■ WRITTEN INSTRUCTION:
Pick out every line in the data below that contains the string "target", and copy each of those lines in full.

■ RECORD EXCERPTS:
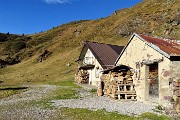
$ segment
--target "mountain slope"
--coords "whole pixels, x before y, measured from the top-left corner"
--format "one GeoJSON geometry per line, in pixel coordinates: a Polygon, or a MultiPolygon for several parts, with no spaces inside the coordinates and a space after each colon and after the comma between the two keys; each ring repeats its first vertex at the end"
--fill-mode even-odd
{"type": "MultiPolygon", "coordinates": [[[[79,55],[83,41],[96,41],[115,45],[126,45],[133,32],[166,38],[180,38],[180,1],[144,0],[132,8],[115,11],[107,18],[74,21],[49,31],[27,35],[26,48],[10,57],[19,58],[20,63],[0,69],[4,84],[56,81],[72,79],[74,62],[79,55]],[[44,50],[50,51],[45,61],[37,58],[44,50]],[[66,64],[71,63],[71,66],[66,64]]],[[[5,49],[7,41],[1,42],[5,49]]],[[[0,54],[4,49],[0,49],[0,54]]],[[[0,58],[6,58],[1,54],[0,58]]]]}

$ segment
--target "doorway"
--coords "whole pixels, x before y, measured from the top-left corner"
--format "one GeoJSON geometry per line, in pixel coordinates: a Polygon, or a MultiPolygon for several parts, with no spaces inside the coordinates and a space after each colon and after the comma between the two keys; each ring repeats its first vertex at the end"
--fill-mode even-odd
{"type": "Polygon", "coordinates": [[[159,79],[158,79],[158,63],[149,66],[148,82],[149,82],[149,98],[158,100],[159,98],[159,79]]]}

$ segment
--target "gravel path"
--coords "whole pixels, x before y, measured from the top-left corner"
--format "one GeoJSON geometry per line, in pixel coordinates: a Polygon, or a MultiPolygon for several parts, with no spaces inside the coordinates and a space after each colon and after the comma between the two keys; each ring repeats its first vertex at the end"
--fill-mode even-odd
{"type": "Polygon", "coordinates": [[[0,120],[49,120],[57,119],[58,109],[87,108],[90,110],[106,109],[109,112],[118,112],[126,115],[139,115],[144,112],[153,112],[153,105],[144,104],[137,101],[119,101],[109,97],[98,97],[89,92],[91,88],[76,89],[79,98],[67,100],[52,100],[53,108],[41,108],[31,101],[38,101],[46,98],[48,93],[55,90],[55,85],[28,85],[30,87],[25,92],[0,99],[0,120]],[[32,104],[32,105],[31,105],[32,104]]]}
{"type": "Polygon", "coordinates": [[[137,101],[119,101],[109,97],[98,97],[87,91],[79,91],[81,98],[67,100],[53,100],[55,107],[87,108],[90,110],[106,109],[109,112],[118,112],[126,115],[140,115],[145,112],[153,112],[153,105],[137,101]]]}

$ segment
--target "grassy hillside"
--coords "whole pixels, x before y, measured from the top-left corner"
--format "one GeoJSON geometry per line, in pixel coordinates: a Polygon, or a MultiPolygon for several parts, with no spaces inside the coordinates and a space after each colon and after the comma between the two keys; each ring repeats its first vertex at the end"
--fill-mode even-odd
{"type": "Polygon", "coordinates": [[[5,40],[2,34],[0,59],[19,63],[0,69],[1,84],[73,79],[74,61],[86,40],[126,45],[134,32],[179,39],[179,6],[179,0],[144,0],[107,18],[74,21],[33,35],[5,35],[11,38],[5,40]],[[44,50],[52,54],[39,63],[37,58],[44,50]]]}

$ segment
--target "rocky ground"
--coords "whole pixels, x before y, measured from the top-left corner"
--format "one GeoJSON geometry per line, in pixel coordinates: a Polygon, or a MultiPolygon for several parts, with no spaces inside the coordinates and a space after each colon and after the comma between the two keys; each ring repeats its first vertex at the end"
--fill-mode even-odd
{"type": "Polygon", "coordinates": [[[0,100],[0,120],[49,120],[57,119],[58,108],[87,108],[90,110],[106,109],[109,112],[118,112],[126,115],[139,115],[153,112],[154,105],[137,101],[119,101],[108,97],[98,97],[89,92],[89,88],[76,89],[78,99],[64,99],[50,101],[52,108],[42,108],[36,105],[37,101],[48,96],[55,90],[55,85],[31,85],[27,91],[0,100]]]}

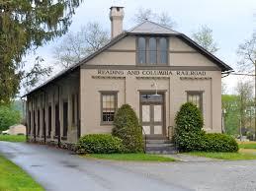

■ CORRECT RESULT:
--target "mountain slope"
--target "doorway"
--target "gravel path"
--target "grassy hillside"
--target "rocky ground"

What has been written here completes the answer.